Below is a set of entries. Reproduce exactly the lines from the one containing "[point] building roof" through the end, both included.

::::

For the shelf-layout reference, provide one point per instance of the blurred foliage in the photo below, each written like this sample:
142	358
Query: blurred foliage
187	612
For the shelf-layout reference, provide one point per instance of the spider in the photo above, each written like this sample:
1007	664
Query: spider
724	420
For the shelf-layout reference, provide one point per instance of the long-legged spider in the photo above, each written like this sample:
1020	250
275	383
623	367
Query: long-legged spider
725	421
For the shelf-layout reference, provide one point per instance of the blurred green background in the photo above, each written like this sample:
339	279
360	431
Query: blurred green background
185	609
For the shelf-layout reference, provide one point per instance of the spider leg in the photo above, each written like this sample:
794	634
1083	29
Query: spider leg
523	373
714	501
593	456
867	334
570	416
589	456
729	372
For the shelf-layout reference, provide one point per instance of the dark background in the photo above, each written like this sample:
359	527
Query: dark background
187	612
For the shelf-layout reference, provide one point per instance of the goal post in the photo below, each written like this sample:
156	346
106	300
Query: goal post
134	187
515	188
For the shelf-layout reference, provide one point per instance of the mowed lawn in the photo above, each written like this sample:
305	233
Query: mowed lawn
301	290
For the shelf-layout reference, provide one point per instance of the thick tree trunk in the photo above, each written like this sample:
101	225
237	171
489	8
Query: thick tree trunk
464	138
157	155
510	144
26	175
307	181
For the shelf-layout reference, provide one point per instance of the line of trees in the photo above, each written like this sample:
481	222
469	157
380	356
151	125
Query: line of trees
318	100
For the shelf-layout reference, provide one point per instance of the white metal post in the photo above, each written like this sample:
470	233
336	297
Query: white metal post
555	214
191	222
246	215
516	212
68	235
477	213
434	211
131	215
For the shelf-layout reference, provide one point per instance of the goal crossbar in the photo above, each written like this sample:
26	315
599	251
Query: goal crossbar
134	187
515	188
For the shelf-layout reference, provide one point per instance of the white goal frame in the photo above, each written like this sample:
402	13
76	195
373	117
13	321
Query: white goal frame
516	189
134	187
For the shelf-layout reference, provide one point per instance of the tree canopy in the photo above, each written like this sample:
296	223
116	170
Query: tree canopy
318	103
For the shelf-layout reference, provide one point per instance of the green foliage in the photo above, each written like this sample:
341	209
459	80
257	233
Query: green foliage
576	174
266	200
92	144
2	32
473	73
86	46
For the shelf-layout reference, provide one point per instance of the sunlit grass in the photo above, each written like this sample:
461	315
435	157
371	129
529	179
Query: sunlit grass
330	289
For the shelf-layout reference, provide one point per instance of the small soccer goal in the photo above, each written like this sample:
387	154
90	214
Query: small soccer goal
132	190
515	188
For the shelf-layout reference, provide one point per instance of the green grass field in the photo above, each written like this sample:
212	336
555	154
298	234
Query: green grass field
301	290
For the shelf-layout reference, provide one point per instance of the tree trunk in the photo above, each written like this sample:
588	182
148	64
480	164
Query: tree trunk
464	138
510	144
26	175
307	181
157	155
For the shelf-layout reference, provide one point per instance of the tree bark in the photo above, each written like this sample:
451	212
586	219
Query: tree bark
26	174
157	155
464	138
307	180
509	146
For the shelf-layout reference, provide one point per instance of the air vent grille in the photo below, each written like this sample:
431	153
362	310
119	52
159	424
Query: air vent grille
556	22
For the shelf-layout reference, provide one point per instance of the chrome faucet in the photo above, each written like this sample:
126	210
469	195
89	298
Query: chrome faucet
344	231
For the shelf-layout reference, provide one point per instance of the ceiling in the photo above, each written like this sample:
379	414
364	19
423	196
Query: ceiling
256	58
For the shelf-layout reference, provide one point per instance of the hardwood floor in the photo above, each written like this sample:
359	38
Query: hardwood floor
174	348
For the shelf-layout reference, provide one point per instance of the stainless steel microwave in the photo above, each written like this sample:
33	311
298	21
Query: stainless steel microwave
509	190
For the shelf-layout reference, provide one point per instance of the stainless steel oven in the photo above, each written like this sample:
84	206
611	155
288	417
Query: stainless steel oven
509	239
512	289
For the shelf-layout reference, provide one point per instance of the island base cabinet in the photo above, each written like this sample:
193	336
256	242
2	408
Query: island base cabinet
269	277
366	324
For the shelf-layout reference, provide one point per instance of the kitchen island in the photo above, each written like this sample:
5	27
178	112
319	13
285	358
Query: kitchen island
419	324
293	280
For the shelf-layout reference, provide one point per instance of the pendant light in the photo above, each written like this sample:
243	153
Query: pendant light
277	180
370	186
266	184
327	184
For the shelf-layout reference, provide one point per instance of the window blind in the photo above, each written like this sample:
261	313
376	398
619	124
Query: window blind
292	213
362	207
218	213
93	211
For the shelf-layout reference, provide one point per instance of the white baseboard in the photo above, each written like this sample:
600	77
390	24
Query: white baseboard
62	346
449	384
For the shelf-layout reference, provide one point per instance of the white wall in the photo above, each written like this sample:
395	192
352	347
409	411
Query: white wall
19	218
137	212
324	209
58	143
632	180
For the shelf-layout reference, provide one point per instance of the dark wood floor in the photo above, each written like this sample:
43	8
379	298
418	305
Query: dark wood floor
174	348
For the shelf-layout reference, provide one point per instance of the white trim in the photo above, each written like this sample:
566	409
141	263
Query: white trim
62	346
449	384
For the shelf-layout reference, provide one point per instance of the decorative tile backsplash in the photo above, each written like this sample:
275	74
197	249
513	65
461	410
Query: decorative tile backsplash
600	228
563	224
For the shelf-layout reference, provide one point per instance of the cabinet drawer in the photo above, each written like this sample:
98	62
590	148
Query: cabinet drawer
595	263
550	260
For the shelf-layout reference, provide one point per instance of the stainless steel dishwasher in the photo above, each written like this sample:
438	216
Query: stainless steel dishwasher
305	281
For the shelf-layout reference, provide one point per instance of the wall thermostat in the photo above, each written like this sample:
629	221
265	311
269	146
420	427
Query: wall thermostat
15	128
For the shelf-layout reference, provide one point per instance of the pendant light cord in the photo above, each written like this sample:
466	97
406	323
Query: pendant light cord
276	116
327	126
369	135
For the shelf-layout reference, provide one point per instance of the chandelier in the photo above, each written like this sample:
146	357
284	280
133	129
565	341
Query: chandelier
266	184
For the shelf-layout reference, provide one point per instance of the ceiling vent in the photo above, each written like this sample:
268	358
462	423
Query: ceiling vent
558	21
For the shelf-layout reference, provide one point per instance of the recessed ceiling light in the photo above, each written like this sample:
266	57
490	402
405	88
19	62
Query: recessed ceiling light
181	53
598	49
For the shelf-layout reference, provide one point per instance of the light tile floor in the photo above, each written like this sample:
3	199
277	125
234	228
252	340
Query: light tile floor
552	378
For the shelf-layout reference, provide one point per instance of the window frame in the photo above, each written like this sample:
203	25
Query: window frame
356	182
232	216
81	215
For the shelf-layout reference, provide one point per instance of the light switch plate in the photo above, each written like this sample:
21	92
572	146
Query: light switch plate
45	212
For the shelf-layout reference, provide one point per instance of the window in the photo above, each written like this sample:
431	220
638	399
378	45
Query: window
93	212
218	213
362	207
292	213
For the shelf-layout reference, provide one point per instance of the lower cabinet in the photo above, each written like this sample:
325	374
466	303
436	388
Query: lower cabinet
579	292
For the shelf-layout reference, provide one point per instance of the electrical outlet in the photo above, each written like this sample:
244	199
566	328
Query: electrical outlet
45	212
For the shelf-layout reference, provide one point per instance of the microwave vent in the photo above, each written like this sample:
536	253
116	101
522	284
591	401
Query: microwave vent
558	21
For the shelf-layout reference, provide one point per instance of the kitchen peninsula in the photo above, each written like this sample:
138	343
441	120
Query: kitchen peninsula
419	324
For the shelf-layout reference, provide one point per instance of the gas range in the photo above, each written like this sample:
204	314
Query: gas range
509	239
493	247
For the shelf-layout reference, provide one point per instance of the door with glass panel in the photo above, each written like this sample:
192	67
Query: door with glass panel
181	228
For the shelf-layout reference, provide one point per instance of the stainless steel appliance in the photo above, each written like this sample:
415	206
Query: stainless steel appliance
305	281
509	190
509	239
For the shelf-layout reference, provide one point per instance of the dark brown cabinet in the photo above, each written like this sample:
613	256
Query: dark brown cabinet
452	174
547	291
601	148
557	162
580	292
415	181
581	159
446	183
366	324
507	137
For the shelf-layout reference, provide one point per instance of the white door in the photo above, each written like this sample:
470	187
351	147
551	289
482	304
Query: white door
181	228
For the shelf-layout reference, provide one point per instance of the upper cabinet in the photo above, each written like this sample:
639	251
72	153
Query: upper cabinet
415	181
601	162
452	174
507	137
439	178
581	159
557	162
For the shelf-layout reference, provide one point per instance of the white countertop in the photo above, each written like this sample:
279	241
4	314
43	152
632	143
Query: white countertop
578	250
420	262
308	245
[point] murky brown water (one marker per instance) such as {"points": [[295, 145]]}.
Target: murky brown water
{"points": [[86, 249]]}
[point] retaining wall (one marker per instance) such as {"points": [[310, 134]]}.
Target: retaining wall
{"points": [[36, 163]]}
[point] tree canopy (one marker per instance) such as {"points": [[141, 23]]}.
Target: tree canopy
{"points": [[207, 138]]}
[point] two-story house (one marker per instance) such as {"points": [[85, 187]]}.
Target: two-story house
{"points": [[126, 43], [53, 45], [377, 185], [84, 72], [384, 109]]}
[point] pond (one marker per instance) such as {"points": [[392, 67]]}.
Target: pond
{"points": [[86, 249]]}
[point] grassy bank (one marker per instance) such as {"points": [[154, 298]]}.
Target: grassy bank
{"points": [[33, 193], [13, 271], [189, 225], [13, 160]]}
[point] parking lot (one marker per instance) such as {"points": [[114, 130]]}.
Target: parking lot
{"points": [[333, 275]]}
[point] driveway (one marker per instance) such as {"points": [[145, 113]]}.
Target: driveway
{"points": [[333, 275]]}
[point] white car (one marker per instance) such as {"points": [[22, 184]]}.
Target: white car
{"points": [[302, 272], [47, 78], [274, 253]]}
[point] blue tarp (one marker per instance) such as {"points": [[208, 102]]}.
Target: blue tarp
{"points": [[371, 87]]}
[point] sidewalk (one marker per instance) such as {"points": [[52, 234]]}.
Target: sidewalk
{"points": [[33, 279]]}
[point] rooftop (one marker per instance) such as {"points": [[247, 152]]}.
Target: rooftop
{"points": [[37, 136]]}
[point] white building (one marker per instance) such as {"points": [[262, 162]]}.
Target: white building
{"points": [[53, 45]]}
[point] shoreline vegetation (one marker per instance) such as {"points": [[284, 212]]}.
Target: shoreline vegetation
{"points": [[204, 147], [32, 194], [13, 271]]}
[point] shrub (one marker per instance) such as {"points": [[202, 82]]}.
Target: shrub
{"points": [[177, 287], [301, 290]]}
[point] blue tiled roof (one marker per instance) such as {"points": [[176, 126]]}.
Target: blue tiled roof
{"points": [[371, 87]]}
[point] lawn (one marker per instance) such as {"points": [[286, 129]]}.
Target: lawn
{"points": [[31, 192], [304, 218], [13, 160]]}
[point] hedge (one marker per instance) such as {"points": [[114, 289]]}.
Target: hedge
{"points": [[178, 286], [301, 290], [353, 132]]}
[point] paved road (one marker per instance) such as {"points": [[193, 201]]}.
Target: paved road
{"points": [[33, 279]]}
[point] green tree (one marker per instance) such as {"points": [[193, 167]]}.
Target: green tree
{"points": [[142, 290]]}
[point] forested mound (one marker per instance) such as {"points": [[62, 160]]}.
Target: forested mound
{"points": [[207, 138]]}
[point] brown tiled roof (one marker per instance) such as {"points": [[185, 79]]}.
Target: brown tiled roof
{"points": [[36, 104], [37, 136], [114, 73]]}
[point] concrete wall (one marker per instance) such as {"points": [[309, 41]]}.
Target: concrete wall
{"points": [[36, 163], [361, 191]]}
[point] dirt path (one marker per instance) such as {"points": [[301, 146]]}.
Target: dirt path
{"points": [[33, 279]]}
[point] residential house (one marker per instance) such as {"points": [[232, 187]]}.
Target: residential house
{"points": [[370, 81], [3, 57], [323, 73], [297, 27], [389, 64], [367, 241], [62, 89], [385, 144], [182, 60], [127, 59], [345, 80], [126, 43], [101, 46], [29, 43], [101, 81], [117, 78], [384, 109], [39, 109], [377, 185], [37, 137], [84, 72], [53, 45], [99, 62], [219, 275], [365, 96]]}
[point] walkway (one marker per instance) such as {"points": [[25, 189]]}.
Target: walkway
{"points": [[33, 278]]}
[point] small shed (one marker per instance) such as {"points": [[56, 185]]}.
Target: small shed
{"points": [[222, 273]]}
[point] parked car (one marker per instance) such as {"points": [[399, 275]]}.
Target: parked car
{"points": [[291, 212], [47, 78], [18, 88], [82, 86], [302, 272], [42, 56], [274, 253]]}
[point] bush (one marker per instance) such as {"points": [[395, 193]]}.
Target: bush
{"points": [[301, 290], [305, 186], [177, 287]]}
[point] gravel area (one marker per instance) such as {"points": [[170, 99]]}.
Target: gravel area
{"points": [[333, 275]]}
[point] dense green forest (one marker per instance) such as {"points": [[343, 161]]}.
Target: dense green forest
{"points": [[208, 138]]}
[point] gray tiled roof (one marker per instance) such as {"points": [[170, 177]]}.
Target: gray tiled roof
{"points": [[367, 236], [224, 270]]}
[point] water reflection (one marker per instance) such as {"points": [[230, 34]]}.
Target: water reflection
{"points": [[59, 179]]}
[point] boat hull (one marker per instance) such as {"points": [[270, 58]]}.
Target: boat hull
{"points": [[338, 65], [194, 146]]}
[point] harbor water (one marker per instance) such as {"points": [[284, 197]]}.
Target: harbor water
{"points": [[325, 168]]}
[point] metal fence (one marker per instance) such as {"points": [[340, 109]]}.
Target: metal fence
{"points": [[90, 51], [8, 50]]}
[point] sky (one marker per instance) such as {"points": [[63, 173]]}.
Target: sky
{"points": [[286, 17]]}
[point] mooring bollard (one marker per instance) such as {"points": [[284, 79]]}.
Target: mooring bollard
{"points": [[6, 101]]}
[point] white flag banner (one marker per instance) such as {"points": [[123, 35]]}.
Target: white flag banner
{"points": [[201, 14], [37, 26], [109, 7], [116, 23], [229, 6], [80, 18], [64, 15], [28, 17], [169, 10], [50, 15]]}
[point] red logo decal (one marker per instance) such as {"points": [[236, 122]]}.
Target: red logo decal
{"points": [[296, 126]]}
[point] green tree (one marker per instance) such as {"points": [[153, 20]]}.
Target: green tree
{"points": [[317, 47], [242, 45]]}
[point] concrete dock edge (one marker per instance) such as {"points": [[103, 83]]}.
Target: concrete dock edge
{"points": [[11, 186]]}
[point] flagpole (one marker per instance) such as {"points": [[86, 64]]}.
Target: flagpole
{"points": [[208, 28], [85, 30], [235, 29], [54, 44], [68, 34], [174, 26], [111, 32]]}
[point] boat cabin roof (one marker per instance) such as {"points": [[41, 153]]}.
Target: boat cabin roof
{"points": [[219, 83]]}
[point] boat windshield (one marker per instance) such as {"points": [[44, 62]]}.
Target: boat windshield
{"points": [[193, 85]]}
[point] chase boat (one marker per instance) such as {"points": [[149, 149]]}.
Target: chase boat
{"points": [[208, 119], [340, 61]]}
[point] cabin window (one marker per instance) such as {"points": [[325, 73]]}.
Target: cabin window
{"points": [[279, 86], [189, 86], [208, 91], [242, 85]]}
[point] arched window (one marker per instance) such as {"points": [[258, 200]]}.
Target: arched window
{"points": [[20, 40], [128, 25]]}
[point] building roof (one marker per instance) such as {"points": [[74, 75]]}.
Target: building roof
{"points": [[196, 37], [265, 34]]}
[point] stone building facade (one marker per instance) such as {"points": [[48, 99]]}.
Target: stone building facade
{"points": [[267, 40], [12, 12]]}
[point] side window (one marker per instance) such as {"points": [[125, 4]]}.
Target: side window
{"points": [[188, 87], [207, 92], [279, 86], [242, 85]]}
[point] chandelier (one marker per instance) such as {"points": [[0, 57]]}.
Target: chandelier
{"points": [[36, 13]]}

::::

Result of the exercise |
[point] building roof (one marker per instance) such as {"points": [[74, 75]]}.
Target: building roof
{"points": [[196, 37], [265, 34]]}
[point] stone building facade (one marker per instance) such as {"points": [[48, 99]]}.
Target: stone building facade
{"points": [[267, 40], [12, 12]]}
[point] side window (one marker per instance) such as {"points": [[125, 4]]}.
Target: side window
{"points": [[188, 87], [207, 92], [279, 86], [242, 85]]}
[point] chandelier (one marker per instance) such as {"points": [[0, 57]]}.
Target: chandelier
{"points": [[36, 13]]}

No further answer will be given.